▶ [YOUR GOAL]:
The number of lines in the records that include "TARGET" is all you should give.
○ ○ ○ ○ ○
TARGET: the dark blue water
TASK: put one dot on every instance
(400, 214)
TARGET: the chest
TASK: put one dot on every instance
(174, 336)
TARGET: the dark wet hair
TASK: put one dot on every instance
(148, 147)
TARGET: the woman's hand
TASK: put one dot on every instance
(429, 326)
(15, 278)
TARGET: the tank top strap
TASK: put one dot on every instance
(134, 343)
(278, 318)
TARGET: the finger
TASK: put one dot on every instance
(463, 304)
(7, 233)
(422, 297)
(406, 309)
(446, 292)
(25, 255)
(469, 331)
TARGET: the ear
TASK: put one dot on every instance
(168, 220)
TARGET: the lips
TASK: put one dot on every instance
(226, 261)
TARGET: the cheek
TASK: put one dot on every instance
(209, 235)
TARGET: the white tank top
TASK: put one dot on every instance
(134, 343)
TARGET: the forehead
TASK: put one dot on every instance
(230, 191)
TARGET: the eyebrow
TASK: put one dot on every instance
○ ○ ○ ○ ○
▶ [ANSWER AREA]:
12